'''

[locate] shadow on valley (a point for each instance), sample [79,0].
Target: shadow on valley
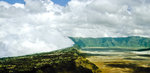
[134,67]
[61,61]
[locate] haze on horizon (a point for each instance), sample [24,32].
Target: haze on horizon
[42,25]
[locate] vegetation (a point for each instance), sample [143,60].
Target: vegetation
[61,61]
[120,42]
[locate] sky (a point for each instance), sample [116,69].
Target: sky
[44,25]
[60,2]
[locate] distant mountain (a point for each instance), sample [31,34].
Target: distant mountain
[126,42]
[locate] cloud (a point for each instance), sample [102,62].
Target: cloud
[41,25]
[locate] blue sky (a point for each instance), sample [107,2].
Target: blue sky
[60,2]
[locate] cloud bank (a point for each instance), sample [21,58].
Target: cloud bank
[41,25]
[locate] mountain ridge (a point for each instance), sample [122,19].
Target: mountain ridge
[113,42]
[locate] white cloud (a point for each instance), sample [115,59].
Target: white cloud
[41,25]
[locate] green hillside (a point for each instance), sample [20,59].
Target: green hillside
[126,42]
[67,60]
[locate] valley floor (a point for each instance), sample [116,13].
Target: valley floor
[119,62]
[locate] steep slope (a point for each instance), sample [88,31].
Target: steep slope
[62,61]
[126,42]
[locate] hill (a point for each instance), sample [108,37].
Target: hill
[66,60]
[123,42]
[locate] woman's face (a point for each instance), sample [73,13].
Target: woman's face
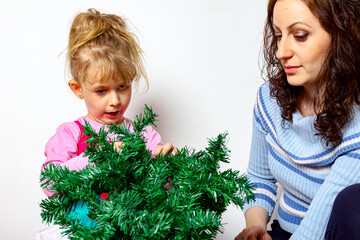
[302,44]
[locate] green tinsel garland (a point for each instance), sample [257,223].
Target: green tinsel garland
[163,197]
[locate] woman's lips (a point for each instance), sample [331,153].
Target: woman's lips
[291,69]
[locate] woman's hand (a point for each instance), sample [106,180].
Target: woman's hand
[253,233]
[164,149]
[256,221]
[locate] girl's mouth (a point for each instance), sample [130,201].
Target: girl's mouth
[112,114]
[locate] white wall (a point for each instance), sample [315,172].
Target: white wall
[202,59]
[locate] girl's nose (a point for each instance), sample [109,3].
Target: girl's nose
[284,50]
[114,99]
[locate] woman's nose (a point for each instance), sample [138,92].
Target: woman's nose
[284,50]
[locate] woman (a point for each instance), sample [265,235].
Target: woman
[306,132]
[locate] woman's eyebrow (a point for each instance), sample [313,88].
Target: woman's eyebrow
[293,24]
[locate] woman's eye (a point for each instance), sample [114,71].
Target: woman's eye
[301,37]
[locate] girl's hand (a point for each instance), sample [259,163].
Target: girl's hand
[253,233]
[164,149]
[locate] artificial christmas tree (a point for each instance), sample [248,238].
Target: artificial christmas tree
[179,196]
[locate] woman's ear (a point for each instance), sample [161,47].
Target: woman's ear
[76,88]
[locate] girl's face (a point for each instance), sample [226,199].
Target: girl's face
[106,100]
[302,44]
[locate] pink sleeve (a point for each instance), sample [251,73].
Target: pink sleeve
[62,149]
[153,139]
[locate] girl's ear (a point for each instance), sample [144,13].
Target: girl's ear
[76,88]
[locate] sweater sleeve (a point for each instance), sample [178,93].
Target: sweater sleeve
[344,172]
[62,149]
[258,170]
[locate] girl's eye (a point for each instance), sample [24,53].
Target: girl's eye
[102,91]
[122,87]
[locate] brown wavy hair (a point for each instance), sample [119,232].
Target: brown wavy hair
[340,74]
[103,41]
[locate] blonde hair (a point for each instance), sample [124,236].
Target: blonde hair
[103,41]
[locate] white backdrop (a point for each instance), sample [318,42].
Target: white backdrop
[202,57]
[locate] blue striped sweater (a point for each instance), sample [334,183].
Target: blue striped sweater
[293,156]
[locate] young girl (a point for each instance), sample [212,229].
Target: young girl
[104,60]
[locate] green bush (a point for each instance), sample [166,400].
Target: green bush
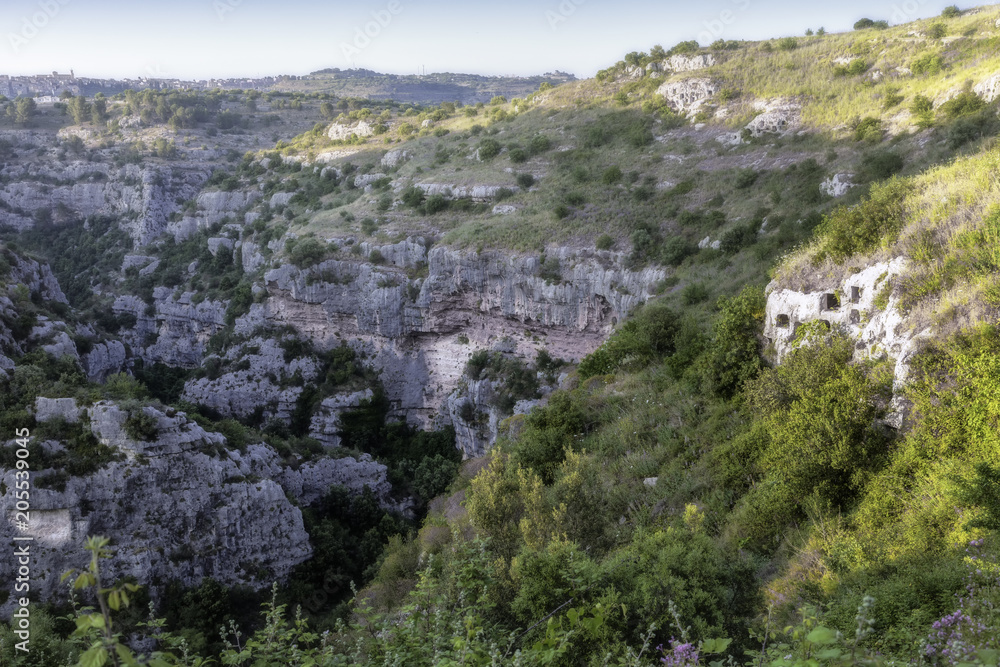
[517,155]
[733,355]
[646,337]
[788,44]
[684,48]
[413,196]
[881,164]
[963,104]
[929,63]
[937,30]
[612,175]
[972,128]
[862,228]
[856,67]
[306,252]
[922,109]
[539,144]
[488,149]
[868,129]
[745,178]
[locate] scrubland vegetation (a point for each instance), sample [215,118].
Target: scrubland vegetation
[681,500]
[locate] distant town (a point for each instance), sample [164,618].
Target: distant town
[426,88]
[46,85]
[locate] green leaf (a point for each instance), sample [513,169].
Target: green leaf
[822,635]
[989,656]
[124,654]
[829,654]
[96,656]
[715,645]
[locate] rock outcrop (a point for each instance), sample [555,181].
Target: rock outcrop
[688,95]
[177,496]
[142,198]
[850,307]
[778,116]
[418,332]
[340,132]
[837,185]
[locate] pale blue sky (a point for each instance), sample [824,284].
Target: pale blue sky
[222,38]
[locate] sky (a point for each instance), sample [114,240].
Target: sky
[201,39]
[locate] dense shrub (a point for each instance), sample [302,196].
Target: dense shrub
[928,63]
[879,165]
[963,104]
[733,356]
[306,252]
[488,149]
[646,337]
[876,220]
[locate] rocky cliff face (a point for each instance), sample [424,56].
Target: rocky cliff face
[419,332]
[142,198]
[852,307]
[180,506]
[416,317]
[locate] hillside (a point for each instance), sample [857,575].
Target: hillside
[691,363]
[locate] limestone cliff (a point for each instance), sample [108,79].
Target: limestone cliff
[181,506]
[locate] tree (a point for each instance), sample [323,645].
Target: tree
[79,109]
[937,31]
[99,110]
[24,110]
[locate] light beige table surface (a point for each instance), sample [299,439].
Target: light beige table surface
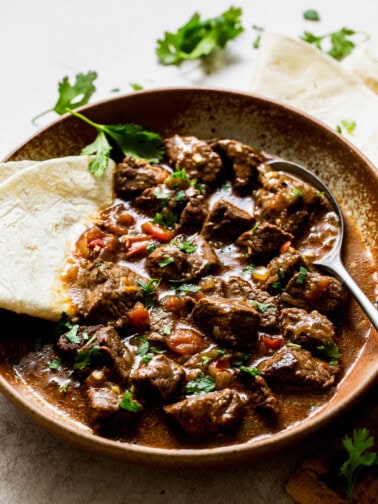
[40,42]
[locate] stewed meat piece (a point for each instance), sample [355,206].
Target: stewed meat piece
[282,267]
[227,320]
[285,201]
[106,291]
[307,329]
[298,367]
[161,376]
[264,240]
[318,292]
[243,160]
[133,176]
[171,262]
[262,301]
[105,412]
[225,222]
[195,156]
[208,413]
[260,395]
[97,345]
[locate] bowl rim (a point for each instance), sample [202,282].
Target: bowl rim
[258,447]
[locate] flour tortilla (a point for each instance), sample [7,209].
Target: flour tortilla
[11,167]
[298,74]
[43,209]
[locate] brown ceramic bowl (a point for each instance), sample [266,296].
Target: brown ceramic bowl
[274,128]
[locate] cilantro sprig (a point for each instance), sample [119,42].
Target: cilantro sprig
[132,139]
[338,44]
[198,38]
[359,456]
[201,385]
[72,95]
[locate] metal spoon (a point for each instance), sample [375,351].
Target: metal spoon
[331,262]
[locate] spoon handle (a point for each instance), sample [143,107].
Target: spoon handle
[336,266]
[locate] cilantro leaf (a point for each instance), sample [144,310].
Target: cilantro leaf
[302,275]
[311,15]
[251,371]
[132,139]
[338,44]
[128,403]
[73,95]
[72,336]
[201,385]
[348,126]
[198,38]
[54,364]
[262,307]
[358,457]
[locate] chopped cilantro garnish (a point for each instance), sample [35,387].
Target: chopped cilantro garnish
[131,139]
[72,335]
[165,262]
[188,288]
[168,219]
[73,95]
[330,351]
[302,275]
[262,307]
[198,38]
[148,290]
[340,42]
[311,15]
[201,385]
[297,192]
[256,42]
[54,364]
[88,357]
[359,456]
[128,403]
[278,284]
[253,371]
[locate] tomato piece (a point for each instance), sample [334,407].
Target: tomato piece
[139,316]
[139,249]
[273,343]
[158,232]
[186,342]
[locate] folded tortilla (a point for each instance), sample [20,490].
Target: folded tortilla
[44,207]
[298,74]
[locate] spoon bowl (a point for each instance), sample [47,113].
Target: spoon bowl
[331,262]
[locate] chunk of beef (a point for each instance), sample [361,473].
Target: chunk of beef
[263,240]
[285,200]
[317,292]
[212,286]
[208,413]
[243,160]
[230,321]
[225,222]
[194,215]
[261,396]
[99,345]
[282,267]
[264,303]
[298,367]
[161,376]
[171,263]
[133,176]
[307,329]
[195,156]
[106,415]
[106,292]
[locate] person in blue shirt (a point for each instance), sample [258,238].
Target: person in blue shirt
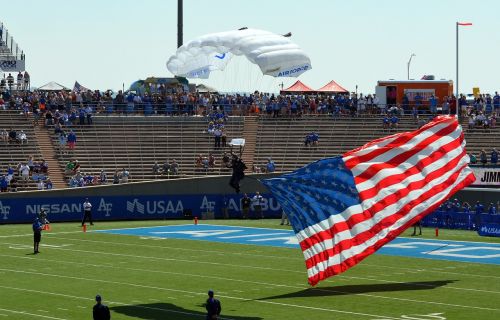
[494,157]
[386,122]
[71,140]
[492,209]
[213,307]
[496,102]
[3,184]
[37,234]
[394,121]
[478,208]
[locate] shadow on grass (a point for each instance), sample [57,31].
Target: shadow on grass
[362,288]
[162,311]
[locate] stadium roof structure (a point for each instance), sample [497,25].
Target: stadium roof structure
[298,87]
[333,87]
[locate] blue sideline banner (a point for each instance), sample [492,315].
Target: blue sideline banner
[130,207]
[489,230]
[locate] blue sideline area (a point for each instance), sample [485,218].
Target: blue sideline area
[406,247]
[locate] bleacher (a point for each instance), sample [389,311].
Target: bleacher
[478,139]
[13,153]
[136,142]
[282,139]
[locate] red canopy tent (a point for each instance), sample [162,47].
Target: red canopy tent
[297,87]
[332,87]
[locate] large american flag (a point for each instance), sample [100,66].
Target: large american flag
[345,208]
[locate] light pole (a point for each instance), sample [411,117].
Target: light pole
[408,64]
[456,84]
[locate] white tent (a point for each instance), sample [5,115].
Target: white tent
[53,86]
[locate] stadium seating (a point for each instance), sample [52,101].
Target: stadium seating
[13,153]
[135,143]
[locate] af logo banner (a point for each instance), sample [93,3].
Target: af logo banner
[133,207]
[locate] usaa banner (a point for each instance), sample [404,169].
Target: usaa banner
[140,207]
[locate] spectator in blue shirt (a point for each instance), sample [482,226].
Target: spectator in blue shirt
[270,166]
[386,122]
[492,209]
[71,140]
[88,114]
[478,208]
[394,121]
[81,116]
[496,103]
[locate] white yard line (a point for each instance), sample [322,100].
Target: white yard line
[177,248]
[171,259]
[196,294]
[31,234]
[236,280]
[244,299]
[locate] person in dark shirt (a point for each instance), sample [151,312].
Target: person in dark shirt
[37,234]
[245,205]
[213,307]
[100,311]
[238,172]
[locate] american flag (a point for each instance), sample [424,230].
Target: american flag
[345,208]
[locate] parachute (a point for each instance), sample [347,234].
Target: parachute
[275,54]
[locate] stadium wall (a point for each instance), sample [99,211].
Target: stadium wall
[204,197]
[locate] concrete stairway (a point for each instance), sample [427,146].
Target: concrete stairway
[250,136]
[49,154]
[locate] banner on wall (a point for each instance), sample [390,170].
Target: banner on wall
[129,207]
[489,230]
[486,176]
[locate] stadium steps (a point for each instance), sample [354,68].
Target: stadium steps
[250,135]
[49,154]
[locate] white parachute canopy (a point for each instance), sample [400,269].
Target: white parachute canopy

'''

Please change "stadium wall" to "arena wall" in the records from the line with "[locate] person in dark" through the end of the records, and give back only those lines with nothing else altered.

[locate] person in dark shirt (a point for each instance), sample [151,312].
Target: person in dark shirt
[37,234]
[245,205]
[213,307]
[100,311]
[238,172]
[locate] american flag (a point for each instance), sample [424,230].
Target: american flag
[345,208]
[locate] parachute (a point for each instance), sample [347,234].
Target: parachute
[275,54]
[locate] arena wall (a point for each instance), sample [99,211].
Target: arena wall
[204,197]
[locate] concrete stairway (a point for each instance), sample [427,146].
Target: concrete stairway
[250,136]
[49,154]
[locate] banner on wall (a point for each instance), sample [390,170].
Target: banner on wall
[129,207]
[489,230]
[486,176]
[locate] stadium steps (a point for each instance), sample [354,68].
Target: stadium steps
[250,135]
[49,154]
[locate] white parachute canopy (a point for each instance), sample [400,269].
Target: white parachute canopy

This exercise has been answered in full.